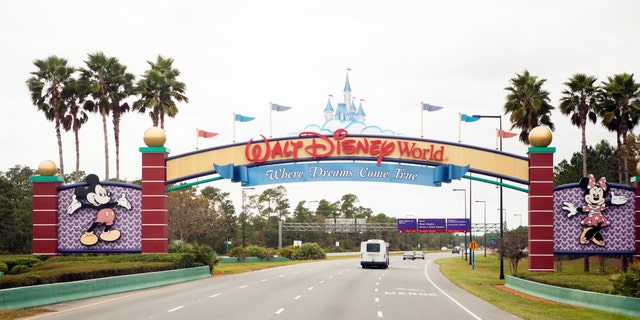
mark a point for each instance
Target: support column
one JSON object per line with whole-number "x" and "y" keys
{"x": 541, "y": 209}
{"x": 636, "y": 184}
{"x": 45, "y": 210}
{"x": 155, "y": 207}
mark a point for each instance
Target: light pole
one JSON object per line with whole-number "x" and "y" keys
{"x": 499, "y": 117}
{"x": 244, "y": 213}
{"x": 465, "y": 221}
{"x": 484, "y": 203}
{"x": 518, "y": 215}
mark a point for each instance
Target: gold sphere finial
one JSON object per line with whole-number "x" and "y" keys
{"x": 540, "y": 137}
{"x": 155, "y": 137}
{"x": 47, "y": 168}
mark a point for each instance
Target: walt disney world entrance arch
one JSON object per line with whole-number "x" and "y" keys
{"x": 99, "y": 217}
{"x": 310, "y": 157}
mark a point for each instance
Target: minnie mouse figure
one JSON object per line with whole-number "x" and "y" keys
{"x": 96, "y": 196}
{"x": 595, "y": 193}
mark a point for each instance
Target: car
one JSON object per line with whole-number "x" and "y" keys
{"x": 408, "y": 255}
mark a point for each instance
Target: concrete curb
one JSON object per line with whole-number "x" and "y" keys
{"x": 46, "y": 294}
{"x": 606, "y": 302}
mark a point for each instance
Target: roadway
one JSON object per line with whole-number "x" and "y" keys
{"x": 336, "y": 289}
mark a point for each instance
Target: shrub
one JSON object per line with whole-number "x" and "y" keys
{"x": 628, "y": 283}
{"x": 309, "y": 250}
{"x": 288, "y": 252}
{"x": 18, "y": 269}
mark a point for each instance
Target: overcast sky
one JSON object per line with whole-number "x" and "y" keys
{"x": 237, "y": 56}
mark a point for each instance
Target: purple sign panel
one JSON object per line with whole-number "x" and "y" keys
{"x": 407, "y": 225}
{"x": 432, "y": 225}
{"x": 458, "y": 225}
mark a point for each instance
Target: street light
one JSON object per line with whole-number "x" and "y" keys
{"x": 518, "y": 215}
{"x": 484, "y": 203}
{"x": 499, "y": 117}
{"x": 244, "y": 213}
{"x": 465, "y": 221}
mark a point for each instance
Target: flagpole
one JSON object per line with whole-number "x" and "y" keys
{"x": 459, "y": 127}
{"x": 421, "y": 119}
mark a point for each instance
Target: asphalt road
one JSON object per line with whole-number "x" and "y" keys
{"x": 337, "y": 289}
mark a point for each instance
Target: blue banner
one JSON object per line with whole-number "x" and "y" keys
{"x": 341, "y": 171}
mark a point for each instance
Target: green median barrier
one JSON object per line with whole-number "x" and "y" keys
{"x": 606, "y": 302}
{"x": 46, "y": 294}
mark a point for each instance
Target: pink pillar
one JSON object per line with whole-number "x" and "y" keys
{"x": 45, "y": 215}
{"x": 155, "y": 218}
{"x": 541, "y": 208}
{"x": 636, "y": 184}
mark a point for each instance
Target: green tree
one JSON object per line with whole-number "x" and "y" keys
{"x": 602, "y": 163}
{"x": 46, "y": 85}
{"x": 528, "y": 104}
{"x": 578, "y": 101}
{"x": 512, "y": 246}
{"x": 160, "y": 90}
{"x": 619, "y": 109}
{"x": 105, "y": 79}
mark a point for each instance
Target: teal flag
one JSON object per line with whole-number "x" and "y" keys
{"x": 242, "y": 118}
....
- **Objective**
Copy the data word for word. Pictures do not go in the copy.

- **Response to this task**
mark a point for each instance
Target: support column
one JSON object per line with whole-number "x" and "y" keys
{"x": 541, "y": 209}
{"x": 636, "y": 184}
{"x": 45, "y": 210}
{"x": 155, "y": 207}
mark a point for each instance
Target: light pole
one JSON object per line with whole-number "x" and "y" keys
{"x": 499, "y": 117}
{"x": 244, "y": 213}
{"x": 465, "y": 221}
{"x": 484, "y": 203}
{"x": 518, "y": 215}
mark a point for each instance
Target: gold sphere finial
one JSON object per line with whole-number "x" and "y" keys
{"x": 540, "y": 137}
{"x": 155, "y": 137}
{"x": 47, "y": 168}
mark a point for each instance
Target: walt disney world entrance arch
one JSON object per line with whole-number "x" and "y" keys
{"x": 99, "y": 217}
{"x": 310, "y": 157}
mark a point for each instance
Target: minnie mouse figure
one JSON object per line with whole-number "x" and "y" keys
{"x": 96, "y": 196}
{"x": 595, "y": 193}
mark a point for each instance
Target: car
one JSON object per line with whole-number "x" and "y" keys
{"x": 408, "y": 255}
mark a point for each instance
Target: concrete curb
one JSON object per line with whole-number "x" and "y" keys
{"x": 46, "y": 294}
{"x": 606, "y": 302}
mark a point for each instance
Target: roadway
one JSON object per line with whole-number "x" and "y" keys
{"x": 336, "y": 289}
mark a point for each instance
Target: shrub
one JSON object per line with whole-number "x" and "y" keys
{"x": 628, "y": 283}
{"x": 309, "y": 250}
{"x": 288, "y": 252}
{"x": 18, "y": 269}
mark a point for each instance
Target: overcast sky
one JSON object per line with whole-number "x" and "y" keys
{"x": 237, "y": 56}
mark a point for each instance
Target: purple sign panel
one JSON object per line with whole-number "x" and "y" keys
{"x": 407, "y": 225}
{"x": 432, "y": 225}
{"x": 458, "y": 225}
mark a point for each instance
Target: street light
one JSON object per line with whole-number "x" and "y" keys
{"x": 518, "y": 215}
{"x": 484, "y": 203}
{"x": 499, "y": 117}
{"x": 244, "y": 213}
{"x": 465, "y": 221}
mark a point for each instance
Target: flagpole
one JSON object per line with whole-number "x" and "y" keys
{"x": 459, "y": 127}
{"x": 421, "y": 119}
mark a point for each instance
Target: asphalt road
one JSON object per line with whole-number "x" and "y" keys
{"x": 337, "y": 289}
mark a point for each instance
Target: blue banner
one JSON object per line with whole-number "x" and "y" keys
{"x": 341, "y": 171}
mark a point for each instance
Target: green median barrier
one JSON object per line with whole-number "x" and "y" keys
{"x": 606, "y": 302}
{"x": 46, "y": 294}
mark a point for each instance
Target: pink pillar
one JSON object per line with whole-number "x" and "y" keys
{"x": 45, "y": 215}
{"x": 155, "y": 218}
{"x": 541, "y": 208}
{"x": 636, "y": 184}
mark a point for each instance
Target: green tree
one JSON object per line with whole-number "x" and "y" keys
{"x": 602, "y": 163}
{"x": 46, "y": 85}
{"x": 528, "y": 104}
{"x": 578, "y": 101}
{"x": 512, "y": 246}
{"x": 160, "y": 90}
{"x": 619, "y": 109}
{"x": 105, "y": 79}
mark a point for each instance
Target: teal flag
one JSON object per line with whole-number "x" and "y" keys
{"x": 242, "y": 118}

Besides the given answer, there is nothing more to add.